▶ **Task directions**
Convert the rows below into a JSON list of strings, with one string for each line and no blank lines. Leave the pictures out of the list.

▶ **Data for this task**
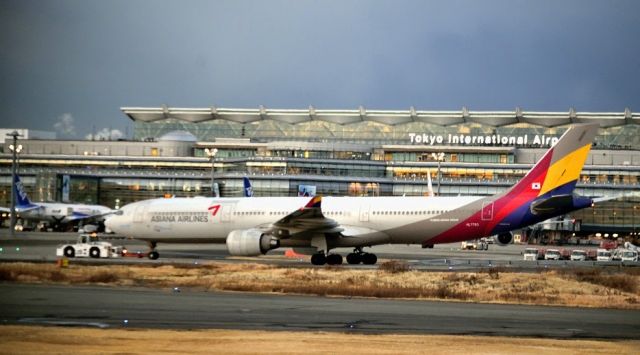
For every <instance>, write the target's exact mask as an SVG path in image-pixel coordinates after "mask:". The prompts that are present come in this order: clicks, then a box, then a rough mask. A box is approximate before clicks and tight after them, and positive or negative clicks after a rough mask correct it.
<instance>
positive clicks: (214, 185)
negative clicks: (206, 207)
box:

▶ **Response area**
[
  "For every <instance>, write the target's exact mask as an SVG path in image-pixel coordinates after \"mask:\". The prompts that are present come in this order: clicks, then a box, then a rough mask. A box is approximate before clicks and tight after them, and positive or negative clicks after a rough mask correct it.",
  "<instance>",
  "positive clicks: (214, 185)",
  "negative clicks: (206, 207)",
  "box:"
]